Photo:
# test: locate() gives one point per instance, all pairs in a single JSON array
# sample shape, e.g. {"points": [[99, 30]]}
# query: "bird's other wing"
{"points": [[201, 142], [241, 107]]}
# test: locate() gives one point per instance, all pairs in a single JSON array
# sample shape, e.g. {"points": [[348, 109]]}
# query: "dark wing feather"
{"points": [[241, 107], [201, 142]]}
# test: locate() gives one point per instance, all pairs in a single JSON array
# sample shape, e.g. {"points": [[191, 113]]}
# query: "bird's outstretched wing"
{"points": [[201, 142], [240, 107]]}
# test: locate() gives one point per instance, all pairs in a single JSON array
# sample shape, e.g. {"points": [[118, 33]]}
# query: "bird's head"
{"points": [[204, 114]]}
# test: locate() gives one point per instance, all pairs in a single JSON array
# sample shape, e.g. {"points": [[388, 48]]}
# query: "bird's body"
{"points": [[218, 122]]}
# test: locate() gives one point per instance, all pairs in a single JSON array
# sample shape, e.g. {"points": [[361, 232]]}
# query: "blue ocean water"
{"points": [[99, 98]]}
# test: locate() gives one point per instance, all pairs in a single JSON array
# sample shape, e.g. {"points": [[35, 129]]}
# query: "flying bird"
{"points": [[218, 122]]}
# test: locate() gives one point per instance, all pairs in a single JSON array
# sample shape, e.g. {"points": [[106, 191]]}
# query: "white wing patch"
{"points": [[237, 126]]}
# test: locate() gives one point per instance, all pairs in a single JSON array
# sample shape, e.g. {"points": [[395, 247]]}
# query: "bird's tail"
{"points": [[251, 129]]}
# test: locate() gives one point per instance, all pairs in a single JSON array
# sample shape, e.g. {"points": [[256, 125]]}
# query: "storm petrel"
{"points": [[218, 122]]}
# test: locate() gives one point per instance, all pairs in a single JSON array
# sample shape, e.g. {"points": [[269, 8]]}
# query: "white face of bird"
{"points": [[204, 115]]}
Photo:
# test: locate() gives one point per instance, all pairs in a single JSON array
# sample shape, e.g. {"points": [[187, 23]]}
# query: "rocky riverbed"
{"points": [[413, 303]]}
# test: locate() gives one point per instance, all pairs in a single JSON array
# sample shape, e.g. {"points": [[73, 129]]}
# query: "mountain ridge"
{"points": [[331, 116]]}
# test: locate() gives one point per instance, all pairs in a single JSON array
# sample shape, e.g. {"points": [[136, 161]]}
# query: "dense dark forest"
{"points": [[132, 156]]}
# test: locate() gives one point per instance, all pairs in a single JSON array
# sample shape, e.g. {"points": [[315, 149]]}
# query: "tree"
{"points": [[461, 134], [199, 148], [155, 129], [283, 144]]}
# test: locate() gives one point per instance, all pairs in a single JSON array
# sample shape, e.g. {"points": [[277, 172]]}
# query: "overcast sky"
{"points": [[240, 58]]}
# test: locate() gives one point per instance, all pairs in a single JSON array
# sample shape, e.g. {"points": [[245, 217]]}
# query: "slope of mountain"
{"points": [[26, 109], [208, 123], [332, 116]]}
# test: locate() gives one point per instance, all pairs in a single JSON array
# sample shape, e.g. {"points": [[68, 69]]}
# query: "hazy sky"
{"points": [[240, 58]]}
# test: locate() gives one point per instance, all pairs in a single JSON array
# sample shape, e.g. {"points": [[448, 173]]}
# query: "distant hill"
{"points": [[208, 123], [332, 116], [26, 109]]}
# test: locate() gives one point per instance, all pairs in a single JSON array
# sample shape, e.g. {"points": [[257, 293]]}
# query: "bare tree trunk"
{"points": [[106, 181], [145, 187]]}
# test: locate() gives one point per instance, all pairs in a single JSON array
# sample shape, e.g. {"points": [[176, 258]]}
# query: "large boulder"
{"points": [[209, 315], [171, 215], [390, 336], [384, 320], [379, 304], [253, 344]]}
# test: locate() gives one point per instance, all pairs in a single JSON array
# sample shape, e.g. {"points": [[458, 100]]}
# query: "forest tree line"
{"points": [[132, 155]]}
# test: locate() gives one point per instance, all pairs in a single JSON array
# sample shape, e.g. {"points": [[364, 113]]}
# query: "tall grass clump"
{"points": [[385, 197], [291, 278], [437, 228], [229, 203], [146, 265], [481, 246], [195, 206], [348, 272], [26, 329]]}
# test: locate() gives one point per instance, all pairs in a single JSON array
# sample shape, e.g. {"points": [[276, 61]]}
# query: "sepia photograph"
═══
Task goal:
Transcribe all of the material without omitting a line.

Task answer:
Photo:
# test: locate() gives one point per instance, all pairs in a single JSON array
# sample shape, e.g. {"points": [[99, 30]]}
# query: "bird's other wing"
{"points": [[201, 142], [241, 107]]}
# test: locate() gives one point per instance, all pairs in a single JSON array
# sample shape, e.g. {"points": [[348, 109]]}
# query: "dark wing feather"
{"points": [[241, 107], [201, 142]]}
# test: locate() gives one point per instance, all pairs in a single JSON array
# sample shape, e.g. {"points": [[191, 113]]}
# query: "bird's outstretched wing"
{"points": [[201, 142], [240, 107]]}
# test: locate() gives one point per instance, all pairs in a single JSON array
# sample shape, e.g. {"points": [[118, 33]]}
# query: "bird's head"
{"points": [[204, 114]]}
# test: locate() gives one point per instance, all pairs in a single JSON array
# sample shape, e.g. {"points": [[388, 48]]}
# query: "bird's body"
{"points": [[218, 122]]}
# test: locate() gives one point per instance, all pairs in a single JSON array
# sample shape, e.g. {"points": [[361, 232]]}
# query: "blue ocean water"
{"points": [[99, 98]]}
# test: locate() gives one point per instance, all pairs in a single JSON array
# sample shape, e.g. {"points": [[35, 129]]}
# query: "flying bird"
{"points": [[218, 122]]}
# test: locate() gives one point per instance, all pairs in a single JSON array
# sample shape, e.g. {"points": [[106, 191]]}
# query: "white wing patch"
{"points": [[237, 126]]}
# test: locate() gives one point per instance, all pairs in a single JSON array
# sample shape, e.g. {"points": [[395, 247]]}
# query: "bird's tail"
{"points": [[251, 129]]}
# test: locate() gives one point per instance, all pairs in a single JSON array
# sample shape, e.g. {"points": [[256, 125]]}
# query: "storm petrel"
{"points": [[218, 122]]}
# test: locate() gives one point per instance, all pairs in a single JSON array
# sample shape, e.g. {"points": [[269, 8]]}
# query: "white face of bird"
{"points": [[204, 115]]}
Photo:
# test: locate() gives one point per instance, all pairs in a single JSON array
# sample shape, e.g. {"points": [[187, 23]]}
# query: "rocky riverbed"
{"points": [[413, 303]]}
# test: locate() gives one point per instance, all pairs in a single JSON array
# sample shape, e.g. {"points": [[73, 129]]}
# query: "mountain ridge"
{"points": [[331, 116]]}
# test: locate() gives one point per instance, all pairs in a single JSON array
# sample shape, e.g. {"points": [[136, 161]]}
# query: "dense dark forest"
{"points": [[132, 156]]}
# test: locate() gives one point per instance, all pairs in a single JSON array
# sample shape, e.g. {"points": [[315, 149]]}
# query: "tree"
{"points": [[461, 134], [199, 148], [155, 129], [283, 144]]}
# test: locate() gives one point per instance, all pairs in a single JSON array
# sample shape, e.g. {"points": [[277, 172]]}
# query: "overcast sky"
{"points": [[240, 58]]}
# test: locate() gives one point per instance, all pairs in a single JSON array
# sample shape, e.g. {"points": [[245, 217]]}
# query: "slope of mountain"
{"points": [[26, 109], [208, 123], [332, 116]]}
# test: locate() gives one point per instance, all pairs in a single JSON array
# sample shape, e.g. {"points": [[68, 69]]}
# query: "hazy sky"
{"points": [[240, 58]]}
# test: locate() gives one point per instance, all pairs in a single JSON array
# sample shape, e.g. {"points": [[448, 173]]}
# query: "distant hill"
{"points": [[208, 123], [332, 116], [26, 109]]}
# test: locate() gives one point per instance, all pairs in a single JSON array
# sample shape, e.g. {"points": [[257, 293]]}
# query: "bare tree trunk"
{"points": [[106, 181], [145, 187]]}
# test: locate() gives one point per instance, all pairs in a single JSON array
# sample shape, e.g. {"points": [[176, 258]]}
# query: "large boulder"
{"points": [[209, 315], [171, 215], [390, 336], [384, 320], [379, 304], [253, 344]]}
# test: locate() gives one point per instance, all pairs in a single JSON array
# sample shape, e.g. {"points": [[458, 100]]}
# query: "forest tree line"
{"points": [[132, 155]]}
# test: locate() gives one point per instance, all pairs in a single JSON array
# sample shape, e.g. {"points": [[364, 113]]}
# query: "tall grass clump"
{"points": [[385, 197], [291, 278], [437, 228], [229, 203], [146, 265], [481, 246], [195, 206], [348, 272], [26, 329]]}
# test: locate() gives one point per instance, all pairs in a single JSON array
# sample shape, e.g. {"points": [[276, 61]]}
# query: "sepia photograph"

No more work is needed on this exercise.